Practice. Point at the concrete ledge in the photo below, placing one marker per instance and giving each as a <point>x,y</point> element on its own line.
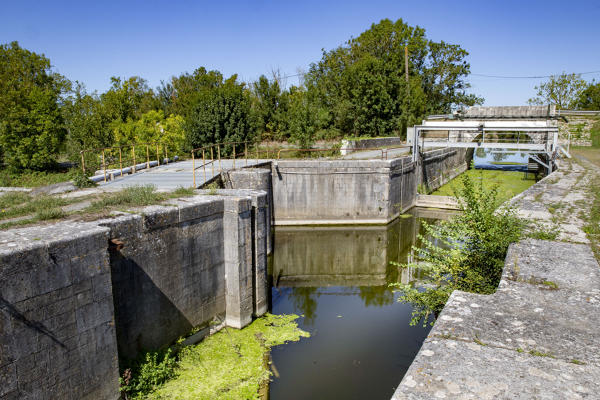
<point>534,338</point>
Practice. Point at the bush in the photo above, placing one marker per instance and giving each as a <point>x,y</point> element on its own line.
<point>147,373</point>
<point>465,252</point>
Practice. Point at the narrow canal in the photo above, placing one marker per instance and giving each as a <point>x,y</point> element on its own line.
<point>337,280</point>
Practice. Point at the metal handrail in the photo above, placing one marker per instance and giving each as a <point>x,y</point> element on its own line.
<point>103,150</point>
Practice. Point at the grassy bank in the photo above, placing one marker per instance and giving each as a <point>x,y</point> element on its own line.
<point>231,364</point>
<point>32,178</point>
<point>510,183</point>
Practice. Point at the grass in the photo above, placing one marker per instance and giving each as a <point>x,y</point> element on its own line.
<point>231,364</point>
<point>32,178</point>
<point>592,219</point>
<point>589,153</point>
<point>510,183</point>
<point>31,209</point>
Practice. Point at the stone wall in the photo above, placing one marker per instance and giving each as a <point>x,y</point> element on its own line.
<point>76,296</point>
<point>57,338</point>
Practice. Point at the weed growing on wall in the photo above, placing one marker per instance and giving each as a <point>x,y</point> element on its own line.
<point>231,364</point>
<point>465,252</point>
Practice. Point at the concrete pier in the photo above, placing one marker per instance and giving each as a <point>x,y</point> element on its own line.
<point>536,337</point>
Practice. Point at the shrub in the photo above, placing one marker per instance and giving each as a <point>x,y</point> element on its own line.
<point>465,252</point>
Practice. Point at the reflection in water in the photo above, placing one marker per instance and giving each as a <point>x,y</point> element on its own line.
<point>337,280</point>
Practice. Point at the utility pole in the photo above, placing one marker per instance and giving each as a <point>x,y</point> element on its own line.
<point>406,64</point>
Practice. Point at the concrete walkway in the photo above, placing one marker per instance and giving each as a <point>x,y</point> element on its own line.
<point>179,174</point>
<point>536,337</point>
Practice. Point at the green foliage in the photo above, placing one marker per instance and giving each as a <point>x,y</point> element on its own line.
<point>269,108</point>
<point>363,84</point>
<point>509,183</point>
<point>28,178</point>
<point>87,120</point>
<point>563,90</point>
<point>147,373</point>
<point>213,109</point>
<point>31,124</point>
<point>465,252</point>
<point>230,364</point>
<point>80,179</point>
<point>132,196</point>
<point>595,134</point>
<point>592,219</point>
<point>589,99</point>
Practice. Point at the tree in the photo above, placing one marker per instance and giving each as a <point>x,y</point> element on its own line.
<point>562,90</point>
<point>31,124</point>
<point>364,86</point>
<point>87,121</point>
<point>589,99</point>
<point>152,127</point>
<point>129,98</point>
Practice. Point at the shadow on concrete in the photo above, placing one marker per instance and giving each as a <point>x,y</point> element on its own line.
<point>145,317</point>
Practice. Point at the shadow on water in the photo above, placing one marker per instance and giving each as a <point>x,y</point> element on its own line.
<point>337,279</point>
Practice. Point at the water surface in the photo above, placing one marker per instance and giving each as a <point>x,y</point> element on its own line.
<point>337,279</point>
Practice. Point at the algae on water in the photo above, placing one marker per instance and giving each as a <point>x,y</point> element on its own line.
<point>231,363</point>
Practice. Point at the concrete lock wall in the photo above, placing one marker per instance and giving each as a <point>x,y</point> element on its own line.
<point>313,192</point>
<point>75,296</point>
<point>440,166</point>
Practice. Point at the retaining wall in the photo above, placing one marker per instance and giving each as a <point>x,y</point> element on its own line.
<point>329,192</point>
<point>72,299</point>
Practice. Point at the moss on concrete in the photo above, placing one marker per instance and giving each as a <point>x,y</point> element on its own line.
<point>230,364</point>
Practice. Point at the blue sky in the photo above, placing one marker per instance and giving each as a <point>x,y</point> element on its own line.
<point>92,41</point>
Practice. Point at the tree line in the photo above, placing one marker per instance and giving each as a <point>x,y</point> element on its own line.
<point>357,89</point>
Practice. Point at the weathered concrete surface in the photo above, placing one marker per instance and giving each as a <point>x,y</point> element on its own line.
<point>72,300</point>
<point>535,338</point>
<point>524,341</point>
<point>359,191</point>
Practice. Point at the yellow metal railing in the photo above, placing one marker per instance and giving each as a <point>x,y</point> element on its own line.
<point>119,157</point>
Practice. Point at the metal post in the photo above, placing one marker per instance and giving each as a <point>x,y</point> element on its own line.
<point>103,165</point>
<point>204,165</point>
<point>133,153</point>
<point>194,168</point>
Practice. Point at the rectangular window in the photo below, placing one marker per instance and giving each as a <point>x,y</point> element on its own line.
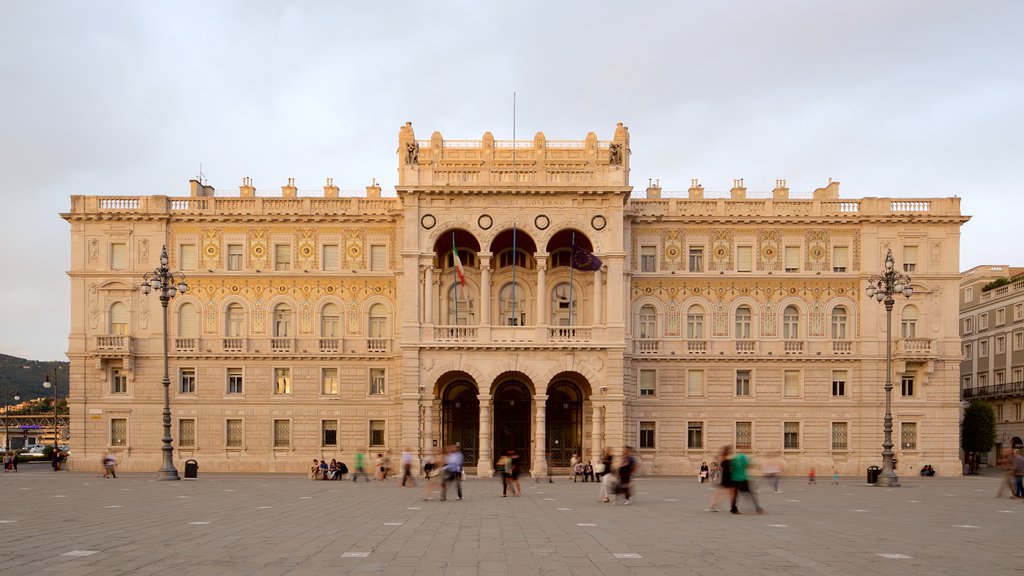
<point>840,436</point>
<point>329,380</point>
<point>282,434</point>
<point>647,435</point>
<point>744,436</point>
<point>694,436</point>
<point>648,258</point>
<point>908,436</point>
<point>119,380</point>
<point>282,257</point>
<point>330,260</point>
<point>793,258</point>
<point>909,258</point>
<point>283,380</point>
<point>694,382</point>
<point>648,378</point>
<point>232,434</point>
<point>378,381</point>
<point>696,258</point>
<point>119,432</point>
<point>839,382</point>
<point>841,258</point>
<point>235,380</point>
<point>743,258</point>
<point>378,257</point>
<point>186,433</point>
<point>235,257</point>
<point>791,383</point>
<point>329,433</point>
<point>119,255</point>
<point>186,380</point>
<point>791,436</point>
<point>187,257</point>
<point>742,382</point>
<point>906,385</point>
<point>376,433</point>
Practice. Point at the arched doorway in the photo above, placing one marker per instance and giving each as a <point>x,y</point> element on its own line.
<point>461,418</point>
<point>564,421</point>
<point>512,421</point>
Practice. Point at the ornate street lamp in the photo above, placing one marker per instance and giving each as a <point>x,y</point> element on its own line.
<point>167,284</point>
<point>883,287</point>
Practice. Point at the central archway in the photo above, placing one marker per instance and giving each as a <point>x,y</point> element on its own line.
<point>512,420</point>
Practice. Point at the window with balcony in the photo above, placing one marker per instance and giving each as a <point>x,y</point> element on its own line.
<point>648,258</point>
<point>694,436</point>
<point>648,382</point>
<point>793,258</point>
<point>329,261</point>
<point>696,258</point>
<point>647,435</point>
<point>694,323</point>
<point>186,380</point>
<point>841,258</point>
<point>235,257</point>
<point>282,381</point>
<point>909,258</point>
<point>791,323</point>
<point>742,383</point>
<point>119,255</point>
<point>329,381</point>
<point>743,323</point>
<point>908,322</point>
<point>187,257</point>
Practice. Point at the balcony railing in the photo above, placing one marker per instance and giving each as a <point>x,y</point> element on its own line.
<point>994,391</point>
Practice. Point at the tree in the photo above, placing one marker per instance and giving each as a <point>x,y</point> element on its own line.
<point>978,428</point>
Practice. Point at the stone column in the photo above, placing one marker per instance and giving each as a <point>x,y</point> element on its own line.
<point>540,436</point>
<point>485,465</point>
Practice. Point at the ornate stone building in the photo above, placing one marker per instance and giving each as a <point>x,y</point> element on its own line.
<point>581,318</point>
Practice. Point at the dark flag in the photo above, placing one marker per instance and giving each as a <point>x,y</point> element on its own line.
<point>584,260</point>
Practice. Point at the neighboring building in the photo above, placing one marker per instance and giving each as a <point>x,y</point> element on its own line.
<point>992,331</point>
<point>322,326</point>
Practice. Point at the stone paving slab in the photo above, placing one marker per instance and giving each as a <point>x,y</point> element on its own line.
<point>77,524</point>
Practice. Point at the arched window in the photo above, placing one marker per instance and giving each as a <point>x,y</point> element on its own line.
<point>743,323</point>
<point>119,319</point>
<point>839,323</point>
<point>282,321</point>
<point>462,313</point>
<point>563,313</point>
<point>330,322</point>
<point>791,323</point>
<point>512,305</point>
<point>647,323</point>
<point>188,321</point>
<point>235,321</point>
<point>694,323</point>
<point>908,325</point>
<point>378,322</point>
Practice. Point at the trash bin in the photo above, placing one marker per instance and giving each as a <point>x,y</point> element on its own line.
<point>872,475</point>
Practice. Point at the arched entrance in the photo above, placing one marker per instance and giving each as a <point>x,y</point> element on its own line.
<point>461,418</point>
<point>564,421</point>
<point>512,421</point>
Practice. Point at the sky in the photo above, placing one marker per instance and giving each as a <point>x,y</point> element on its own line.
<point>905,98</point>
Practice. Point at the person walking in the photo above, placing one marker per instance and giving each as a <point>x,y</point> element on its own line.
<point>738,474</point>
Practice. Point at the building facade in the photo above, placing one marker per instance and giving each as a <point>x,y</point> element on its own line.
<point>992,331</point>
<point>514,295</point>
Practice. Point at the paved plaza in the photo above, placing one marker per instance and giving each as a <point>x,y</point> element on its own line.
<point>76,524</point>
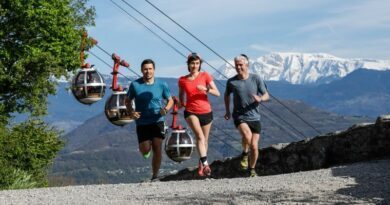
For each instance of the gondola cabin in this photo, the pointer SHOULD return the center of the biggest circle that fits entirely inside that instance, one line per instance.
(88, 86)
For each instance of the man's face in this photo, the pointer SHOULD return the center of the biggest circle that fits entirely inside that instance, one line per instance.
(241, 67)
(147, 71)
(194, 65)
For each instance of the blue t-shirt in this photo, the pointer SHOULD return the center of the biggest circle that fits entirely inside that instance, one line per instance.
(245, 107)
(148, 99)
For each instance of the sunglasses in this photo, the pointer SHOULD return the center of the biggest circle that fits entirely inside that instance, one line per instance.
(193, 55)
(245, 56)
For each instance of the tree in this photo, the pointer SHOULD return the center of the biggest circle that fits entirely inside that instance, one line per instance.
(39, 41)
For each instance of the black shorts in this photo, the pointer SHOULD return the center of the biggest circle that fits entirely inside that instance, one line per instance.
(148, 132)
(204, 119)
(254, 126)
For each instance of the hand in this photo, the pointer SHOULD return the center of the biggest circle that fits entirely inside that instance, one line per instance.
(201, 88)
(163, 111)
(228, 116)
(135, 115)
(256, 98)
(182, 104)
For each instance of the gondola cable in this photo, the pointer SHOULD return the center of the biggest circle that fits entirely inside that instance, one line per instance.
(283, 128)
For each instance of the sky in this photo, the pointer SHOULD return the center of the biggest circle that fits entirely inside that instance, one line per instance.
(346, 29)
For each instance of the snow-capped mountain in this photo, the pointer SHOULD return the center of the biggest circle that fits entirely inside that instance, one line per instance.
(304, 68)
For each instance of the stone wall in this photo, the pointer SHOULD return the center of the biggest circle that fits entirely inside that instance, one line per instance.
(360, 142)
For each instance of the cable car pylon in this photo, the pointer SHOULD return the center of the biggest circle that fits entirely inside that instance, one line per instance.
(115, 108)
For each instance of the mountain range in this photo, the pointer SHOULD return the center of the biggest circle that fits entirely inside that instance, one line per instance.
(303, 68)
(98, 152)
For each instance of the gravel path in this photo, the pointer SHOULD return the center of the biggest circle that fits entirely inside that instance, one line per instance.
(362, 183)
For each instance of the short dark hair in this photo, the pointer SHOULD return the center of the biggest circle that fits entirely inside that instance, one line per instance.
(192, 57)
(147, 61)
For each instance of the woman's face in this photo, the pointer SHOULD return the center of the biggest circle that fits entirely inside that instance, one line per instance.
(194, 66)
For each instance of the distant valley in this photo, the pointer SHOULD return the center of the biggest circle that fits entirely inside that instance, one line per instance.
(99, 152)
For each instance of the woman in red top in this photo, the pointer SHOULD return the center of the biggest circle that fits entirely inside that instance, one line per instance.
**********
**Exercise details:** What are the lines from the one with "For each instance of the stone" through the last line of the records above? Quote them exactly and add nothing.

**Right answer:**
For each instance of the stone wall in this photo, the pointer SHOULD return the center of the biggest circle that fits entirely inside that instance, one line per instance.
(360, 142)
For each instance of the cable car pylon in this photo, the pointer SHOULD return the center of the biggest circle that fits entirely inside that instance, one line per instance.
(115, 108)
For each instance of the mountain range in this photo, the pointer SHOULD return the center of the biggest circle that fits entirely inside that instance, one line per instance.
(303, 68)
(98, 152)
For each instance of the gravel path in this photo, the pointer SHOULD return the center of the biggest circle that fits entirely inside that instance, one line per instance.
(362, 183)
For each instance of the short dark hair in this photo, the pointer SHOULD return the center of the biggest circle that fits entirely inside that instance, one line per instance.
(192, 57)
(147, 61)
For each instance of the woman's face in this photo, the pointer SHOULD return the center of the biggest circle that fits entirely inside that instance, one line per instance.
(194, 66)
For each instance of the distant valley in this photo, the pointer SHOULD return the center of the biggest circle that fits entirely inside that instance, one line per instance.
(99, 152)
For each instance of the woman in red top in this photo, the pointer SHOULD return the center of the biggest circle that fits entirely inside that instance, one line per instance.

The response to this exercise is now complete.